→ WHAT NEEDS TO BE DONE: Reproduce exactly the lines below, starting with the line that contains "Can you find the plant" and ending with the last line of the records, both included, and nothing else.

— START OF MATERIAL FOR THE TASK —

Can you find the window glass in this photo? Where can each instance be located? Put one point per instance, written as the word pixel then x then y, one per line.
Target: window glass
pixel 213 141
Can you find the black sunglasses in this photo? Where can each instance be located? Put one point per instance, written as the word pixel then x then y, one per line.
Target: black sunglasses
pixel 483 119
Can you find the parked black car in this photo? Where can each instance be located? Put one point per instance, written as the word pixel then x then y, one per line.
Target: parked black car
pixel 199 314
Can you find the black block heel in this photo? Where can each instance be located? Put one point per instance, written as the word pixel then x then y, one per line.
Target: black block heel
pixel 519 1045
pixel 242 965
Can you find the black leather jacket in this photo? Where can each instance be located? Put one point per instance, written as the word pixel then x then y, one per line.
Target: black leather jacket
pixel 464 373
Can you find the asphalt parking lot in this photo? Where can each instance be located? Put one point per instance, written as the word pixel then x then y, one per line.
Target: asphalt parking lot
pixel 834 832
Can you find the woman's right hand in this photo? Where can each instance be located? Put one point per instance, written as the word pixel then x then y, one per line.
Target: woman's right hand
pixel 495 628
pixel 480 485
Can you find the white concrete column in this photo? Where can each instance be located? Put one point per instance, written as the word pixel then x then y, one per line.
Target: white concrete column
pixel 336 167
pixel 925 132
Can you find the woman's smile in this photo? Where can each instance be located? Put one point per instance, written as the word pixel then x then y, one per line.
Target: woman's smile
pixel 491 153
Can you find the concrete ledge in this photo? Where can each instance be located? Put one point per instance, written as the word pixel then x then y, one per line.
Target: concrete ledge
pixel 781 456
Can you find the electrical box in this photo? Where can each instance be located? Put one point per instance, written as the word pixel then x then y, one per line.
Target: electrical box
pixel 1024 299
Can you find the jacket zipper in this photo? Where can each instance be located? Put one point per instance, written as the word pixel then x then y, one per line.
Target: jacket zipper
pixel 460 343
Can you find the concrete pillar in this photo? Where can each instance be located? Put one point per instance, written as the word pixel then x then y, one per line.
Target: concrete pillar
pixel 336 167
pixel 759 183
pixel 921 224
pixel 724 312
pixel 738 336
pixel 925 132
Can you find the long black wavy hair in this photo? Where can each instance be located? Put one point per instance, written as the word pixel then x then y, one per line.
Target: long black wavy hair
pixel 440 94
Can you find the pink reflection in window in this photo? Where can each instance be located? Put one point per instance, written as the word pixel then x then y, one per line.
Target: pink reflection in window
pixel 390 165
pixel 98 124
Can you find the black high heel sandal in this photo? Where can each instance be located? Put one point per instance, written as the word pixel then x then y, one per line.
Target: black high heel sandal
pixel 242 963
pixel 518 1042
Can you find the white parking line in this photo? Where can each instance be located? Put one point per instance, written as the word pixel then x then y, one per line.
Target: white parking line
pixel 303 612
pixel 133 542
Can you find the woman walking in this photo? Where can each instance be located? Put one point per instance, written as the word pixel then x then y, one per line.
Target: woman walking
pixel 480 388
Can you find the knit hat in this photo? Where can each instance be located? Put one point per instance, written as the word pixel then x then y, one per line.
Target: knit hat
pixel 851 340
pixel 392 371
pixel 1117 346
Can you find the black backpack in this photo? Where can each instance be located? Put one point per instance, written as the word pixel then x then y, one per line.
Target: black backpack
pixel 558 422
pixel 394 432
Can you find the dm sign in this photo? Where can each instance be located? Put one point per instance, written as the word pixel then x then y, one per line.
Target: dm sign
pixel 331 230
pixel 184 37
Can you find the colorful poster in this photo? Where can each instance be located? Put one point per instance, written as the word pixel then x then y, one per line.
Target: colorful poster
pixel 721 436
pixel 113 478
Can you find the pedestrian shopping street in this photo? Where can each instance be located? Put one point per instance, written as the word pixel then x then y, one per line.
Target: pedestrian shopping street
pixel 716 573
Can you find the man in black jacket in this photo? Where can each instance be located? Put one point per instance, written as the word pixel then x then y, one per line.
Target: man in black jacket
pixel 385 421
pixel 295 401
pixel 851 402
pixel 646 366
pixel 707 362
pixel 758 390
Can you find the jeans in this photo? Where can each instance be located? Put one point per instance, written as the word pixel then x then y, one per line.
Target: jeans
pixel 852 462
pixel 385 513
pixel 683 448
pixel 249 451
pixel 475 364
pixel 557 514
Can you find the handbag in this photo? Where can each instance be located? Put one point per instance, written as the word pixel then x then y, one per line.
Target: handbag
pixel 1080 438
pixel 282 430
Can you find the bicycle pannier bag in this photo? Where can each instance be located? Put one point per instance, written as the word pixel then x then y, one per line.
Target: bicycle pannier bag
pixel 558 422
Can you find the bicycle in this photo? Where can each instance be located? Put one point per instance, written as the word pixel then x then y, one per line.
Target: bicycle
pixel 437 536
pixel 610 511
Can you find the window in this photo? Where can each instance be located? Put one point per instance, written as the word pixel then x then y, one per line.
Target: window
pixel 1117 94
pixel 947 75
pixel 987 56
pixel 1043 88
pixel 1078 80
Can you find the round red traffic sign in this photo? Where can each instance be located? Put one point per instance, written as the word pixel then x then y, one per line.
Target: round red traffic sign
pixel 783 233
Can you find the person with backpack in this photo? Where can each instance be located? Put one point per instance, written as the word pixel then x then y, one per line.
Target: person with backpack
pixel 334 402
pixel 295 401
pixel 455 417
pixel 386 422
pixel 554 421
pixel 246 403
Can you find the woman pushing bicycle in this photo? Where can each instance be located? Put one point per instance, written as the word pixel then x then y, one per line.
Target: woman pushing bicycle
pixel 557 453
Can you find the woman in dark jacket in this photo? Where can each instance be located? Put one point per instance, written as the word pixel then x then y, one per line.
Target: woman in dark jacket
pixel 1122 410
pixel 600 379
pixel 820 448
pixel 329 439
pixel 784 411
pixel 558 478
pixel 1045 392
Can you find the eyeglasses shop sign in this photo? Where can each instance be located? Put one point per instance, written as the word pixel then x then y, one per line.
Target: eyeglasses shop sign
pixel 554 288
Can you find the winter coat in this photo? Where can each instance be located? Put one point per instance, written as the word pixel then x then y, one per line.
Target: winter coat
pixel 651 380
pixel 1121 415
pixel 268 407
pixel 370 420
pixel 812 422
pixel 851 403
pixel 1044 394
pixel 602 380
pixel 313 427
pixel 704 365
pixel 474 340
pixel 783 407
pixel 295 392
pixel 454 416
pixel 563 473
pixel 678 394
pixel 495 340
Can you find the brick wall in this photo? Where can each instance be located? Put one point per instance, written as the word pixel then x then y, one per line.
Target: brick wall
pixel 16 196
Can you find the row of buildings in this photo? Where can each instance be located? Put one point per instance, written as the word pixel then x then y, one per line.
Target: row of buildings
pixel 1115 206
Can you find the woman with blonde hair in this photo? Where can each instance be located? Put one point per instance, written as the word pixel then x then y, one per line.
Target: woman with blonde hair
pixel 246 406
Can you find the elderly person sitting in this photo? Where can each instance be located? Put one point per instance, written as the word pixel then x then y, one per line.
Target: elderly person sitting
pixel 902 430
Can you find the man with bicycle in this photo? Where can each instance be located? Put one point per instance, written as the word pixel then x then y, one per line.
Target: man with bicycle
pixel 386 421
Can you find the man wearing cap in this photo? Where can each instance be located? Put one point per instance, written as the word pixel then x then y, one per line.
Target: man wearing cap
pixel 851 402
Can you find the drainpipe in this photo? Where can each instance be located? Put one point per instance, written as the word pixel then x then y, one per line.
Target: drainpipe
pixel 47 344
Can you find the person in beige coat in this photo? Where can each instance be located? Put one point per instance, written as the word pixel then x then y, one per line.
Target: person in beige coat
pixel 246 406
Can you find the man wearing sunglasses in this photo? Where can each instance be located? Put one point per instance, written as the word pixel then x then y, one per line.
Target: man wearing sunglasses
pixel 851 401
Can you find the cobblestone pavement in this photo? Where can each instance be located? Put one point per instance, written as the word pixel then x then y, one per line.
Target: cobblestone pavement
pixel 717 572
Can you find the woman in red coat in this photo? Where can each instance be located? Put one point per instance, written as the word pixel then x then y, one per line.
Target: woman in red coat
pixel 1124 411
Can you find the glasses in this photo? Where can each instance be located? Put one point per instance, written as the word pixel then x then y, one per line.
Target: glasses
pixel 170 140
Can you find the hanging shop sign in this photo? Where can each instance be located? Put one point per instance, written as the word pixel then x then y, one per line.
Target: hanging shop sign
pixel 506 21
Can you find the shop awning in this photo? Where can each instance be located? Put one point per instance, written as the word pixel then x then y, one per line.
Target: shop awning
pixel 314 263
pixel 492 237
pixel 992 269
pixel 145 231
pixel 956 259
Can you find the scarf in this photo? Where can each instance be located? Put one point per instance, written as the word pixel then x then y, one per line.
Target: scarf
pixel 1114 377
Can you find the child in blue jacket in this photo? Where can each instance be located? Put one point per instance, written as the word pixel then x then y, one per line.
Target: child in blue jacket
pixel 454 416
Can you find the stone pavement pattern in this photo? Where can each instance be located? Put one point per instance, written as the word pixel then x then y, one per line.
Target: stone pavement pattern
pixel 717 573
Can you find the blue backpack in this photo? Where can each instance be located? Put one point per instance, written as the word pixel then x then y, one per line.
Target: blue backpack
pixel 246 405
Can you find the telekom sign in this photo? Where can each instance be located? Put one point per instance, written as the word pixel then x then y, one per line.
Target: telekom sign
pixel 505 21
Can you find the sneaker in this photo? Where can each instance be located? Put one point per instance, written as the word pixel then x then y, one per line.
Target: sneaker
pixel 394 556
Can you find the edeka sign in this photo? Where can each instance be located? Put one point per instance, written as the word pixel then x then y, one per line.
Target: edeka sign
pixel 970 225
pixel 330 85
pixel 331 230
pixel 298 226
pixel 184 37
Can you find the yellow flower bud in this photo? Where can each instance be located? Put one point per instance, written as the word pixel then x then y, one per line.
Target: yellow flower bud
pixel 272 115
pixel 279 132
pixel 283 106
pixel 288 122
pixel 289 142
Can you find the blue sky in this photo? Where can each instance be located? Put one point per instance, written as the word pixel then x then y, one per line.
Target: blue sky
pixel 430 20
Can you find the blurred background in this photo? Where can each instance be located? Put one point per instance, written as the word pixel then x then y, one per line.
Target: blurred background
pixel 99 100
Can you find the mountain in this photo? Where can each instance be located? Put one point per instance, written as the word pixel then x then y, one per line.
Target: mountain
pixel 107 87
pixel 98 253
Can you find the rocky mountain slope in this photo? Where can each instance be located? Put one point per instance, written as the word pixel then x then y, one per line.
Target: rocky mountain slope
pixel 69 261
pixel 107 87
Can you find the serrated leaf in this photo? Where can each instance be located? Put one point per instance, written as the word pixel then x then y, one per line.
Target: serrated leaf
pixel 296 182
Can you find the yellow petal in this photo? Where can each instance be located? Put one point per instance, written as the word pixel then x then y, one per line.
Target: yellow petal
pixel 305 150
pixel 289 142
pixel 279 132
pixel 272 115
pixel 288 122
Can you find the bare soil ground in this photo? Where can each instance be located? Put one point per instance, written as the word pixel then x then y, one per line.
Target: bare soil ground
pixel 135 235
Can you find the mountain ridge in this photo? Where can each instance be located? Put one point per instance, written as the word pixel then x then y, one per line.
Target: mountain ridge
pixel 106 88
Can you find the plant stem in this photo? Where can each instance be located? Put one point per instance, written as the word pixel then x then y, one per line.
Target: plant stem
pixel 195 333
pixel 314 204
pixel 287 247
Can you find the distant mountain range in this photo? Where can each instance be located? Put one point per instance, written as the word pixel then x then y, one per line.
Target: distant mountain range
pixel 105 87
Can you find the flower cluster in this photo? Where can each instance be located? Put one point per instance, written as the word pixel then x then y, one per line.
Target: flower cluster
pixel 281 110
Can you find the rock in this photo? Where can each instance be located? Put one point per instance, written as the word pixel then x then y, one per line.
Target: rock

— END OF MATERIAL FOR THE TASK —

→ COMPLETED TASK:
Can you find the plant stem in this photo? Where can each instance be located? Put one point per instance, written as the word pixel then x then y, one per line.
Target: plant stem
pixel 195 333
pixel 314 204
pixel 287 247
Can you find the distant mountain range in this photo? Where can each instance be located? Put one point per instance, written as the word pixel then x then y, one per line.
Target: distant mountain range
pixel 105 87
Can you find the flower cluster in this photo? Where can each instance be located? Put one point per instance, written as the word pixel then x then y, one per line.
Target: flower cluster
pixel 281 110
Can you find the rock in this photo? Where can each instance be located? Put one point per instance, written as the word pixel then x then y, one per line.
Target: rock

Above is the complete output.